# EXERCISE
Starting at the line that contains "[point] every instance of the bare" and running through the end of the data, present those lines as a numbered list with any blank lines omitted.

==== GIVEN ENTRIES

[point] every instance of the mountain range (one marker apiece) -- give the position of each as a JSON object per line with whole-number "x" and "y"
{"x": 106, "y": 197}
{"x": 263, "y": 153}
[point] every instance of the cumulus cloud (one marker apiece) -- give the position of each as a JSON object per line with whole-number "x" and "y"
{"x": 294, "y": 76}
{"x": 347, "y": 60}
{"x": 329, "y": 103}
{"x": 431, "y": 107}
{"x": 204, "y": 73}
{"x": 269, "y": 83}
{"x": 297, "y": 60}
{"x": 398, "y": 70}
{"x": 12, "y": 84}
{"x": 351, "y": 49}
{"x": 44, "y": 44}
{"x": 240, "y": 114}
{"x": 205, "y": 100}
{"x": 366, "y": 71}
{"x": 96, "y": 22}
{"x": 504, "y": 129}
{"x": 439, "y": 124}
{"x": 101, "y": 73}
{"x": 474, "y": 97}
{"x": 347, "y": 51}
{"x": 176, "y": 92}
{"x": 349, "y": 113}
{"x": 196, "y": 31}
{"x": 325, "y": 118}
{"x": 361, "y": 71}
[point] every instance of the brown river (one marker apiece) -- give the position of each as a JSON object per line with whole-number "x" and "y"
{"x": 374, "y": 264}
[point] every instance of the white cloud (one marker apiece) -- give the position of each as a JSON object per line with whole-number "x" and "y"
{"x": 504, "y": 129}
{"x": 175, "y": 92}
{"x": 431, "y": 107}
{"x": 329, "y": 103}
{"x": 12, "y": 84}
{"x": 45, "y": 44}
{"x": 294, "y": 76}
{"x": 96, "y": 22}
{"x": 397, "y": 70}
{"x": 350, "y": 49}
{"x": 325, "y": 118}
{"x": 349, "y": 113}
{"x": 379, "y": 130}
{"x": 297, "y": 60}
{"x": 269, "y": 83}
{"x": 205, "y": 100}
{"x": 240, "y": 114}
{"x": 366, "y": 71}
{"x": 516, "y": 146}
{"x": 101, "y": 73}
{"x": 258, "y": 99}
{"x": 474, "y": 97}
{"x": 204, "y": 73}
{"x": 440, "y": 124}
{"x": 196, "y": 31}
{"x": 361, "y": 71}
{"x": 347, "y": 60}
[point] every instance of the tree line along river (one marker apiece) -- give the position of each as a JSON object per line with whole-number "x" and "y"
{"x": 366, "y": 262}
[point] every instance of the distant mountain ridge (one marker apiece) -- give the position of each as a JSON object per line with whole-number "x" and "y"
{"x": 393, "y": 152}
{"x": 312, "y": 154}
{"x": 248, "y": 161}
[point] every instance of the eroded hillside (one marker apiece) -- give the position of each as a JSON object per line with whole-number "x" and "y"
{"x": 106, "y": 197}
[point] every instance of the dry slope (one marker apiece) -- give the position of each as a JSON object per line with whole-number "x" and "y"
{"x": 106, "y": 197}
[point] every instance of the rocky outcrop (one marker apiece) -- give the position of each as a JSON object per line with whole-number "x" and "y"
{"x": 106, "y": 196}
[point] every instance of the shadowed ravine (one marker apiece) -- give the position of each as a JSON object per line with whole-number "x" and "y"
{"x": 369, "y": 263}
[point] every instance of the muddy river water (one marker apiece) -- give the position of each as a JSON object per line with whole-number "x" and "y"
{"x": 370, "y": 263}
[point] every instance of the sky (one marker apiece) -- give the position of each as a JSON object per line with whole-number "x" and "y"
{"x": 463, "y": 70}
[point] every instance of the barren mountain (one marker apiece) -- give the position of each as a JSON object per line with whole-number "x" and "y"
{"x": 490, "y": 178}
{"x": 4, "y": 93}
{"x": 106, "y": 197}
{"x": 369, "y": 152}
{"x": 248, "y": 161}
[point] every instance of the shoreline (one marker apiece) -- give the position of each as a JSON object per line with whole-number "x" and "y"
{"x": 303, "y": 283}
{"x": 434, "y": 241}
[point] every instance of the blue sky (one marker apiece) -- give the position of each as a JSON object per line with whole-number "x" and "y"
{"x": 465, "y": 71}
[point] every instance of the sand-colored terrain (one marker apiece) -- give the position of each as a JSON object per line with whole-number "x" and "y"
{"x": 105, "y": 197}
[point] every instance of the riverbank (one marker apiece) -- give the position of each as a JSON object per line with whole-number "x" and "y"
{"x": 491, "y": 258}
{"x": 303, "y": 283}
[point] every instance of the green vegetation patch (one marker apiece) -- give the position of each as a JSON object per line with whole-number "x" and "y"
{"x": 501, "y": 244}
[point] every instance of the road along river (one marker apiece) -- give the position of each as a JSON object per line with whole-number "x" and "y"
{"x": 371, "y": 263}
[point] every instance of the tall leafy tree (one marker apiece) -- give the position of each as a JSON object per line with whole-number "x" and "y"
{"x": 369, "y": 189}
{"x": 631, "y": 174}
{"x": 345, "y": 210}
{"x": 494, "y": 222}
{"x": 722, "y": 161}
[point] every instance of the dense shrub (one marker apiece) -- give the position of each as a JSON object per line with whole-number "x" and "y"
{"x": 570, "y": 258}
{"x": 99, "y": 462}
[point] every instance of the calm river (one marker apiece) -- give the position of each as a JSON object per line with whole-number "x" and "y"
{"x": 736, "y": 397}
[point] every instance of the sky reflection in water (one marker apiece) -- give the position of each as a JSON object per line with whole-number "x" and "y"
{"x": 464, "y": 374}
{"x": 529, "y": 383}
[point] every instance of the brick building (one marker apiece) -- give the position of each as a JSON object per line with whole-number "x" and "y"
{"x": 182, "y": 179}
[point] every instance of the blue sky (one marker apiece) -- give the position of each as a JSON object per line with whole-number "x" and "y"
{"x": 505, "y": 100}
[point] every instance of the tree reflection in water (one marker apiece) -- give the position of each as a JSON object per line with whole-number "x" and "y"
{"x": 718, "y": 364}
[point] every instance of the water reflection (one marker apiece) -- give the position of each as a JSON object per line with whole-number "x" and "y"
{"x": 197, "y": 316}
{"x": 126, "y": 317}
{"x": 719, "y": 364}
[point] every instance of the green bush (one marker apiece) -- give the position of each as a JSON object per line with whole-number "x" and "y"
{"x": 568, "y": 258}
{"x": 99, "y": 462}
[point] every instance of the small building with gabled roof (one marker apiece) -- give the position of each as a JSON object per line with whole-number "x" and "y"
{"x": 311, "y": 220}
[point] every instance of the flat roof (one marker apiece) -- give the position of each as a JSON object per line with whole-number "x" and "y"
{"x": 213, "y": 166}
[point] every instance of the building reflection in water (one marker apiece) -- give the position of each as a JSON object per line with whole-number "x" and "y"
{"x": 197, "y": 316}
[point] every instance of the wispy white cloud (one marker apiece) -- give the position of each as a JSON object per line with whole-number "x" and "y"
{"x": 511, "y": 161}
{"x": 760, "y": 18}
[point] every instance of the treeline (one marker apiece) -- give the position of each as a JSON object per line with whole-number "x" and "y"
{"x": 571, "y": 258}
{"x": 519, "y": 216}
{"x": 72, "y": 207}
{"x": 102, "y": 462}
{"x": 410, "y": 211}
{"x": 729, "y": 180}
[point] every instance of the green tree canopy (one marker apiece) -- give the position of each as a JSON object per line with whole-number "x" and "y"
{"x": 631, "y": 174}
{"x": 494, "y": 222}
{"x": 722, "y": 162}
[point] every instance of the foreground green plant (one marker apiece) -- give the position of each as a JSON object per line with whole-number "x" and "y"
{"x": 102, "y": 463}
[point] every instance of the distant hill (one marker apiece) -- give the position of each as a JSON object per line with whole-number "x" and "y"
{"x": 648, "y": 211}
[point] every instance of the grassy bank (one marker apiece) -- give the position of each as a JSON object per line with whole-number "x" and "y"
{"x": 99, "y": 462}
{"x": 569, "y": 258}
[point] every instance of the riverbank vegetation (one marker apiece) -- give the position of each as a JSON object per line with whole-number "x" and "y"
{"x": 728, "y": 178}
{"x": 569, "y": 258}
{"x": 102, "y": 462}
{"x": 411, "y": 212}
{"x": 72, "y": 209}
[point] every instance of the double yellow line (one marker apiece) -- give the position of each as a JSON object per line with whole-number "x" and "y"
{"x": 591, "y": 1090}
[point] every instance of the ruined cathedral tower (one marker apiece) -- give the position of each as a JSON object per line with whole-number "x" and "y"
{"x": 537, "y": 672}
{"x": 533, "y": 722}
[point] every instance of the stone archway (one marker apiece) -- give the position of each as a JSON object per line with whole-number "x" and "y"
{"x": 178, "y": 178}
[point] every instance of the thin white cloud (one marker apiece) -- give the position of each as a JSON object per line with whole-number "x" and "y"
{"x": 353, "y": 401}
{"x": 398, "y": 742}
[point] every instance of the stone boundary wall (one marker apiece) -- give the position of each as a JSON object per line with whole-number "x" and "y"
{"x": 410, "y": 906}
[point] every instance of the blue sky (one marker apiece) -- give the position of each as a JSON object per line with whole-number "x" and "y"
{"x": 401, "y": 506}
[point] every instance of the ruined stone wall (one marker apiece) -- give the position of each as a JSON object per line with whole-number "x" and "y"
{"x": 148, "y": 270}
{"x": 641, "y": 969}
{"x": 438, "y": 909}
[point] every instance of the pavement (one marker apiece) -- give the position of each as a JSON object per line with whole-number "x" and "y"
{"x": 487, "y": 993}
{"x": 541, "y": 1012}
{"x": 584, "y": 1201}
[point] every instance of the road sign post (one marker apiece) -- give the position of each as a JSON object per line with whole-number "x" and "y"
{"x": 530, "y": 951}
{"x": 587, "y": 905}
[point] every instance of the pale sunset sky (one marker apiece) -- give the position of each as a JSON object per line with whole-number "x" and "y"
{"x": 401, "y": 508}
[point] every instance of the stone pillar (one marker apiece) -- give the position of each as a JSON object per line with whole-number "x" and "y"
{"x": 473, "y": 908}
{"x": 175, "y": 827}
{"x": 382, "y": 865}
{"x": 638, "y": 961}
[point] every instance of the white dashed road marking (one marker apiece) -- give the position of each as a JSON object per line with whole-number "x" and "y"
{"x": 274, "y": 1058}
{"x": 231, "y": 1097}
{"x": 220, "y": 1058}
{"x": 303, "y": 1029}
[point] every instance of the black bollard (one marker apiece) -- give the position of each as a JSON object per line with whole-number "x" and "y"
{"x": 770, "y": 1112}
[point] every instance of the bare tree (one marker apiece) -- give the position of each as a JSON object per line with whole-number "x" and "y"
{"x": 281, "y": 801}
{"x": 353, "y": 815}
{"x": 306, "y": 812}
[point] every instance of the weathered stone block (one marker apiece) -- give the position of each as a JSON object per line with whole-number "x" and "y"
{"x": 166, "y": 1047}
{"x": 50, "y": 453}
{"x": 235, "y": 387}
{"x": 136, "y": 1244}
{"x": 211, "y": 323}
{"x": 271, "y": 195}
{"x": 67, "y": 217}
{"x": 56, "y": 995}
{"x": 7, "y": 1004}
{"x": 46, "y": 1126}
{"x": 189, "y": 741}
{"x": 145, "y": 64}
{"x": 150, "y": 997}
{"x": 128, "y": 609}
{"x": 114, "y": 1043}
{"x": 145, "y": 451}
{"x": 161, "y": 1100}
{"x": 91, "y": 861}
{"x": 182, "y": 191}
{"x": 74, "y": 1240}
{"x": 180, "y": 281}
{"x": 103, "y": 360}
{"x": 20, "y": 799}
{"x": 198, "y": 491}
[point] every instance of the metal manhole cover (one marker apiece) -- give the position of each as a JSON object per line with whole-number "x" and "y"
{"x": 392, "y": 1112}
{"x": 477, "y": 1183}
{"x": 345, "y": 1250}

========

# FULL OUTPUT
1. [point] every instance of the bare tree (one marker apiece) -- give the position of each as a JSON object per line with whole-number "x" and "y"
2. {"x": 281, "y": 801}
3. {"x": 353, "y": 815}
4. {"x": 306, "y": 812}
5. [point] every instance of the weathered stone block (one marker apiece) -- give the position of each as a JSON object per line with whole-number "x" and "y"
6. {"x": 166, "y": 1047}
7. {"x": 50, "y": 453}
8. {"x": 235, "y": 387}
9. {"x": 136, "y": 1244}
10. {"x": 211, "y": 323}
11. {"x": 271, "y": 195}
12. {"x": 67, "y": 217}
13. {"x": 56, "y": 995}
14. {"x": 7, "y": 1004}
15. {"x": 46, "y": 1126}
16. {"x": 189, "y": 741}
17. {"x": 145, "y": 64}
18. {"x": 150, "y": 997}
19. {"x": 128, "y": 609}
20. {"x": 114, "y": 1043}
21. {"x": 145, "y": 451}
22. {"x": 161, "y": 1100}
23. {"x": 91, "y": 861}
24. {"x": 182, "y": 191}
25. {"x": 74, "y": 1240}
26. {"x": 180, "y": 281}
27. {"x": 103, "y": 360}
28. {"x": 20, "y": 799}
29. {"x": 198, "y": 491}
30. [point] every instance of the metal manhole cover (one marker apiece) -- give the position of each as a JSON object per line with whole-number "x" and "y"
31. {"x": 392, "y": 1112}
32. {"x": 477, "y": 1183}
33. {"x": 345, "y": 1250}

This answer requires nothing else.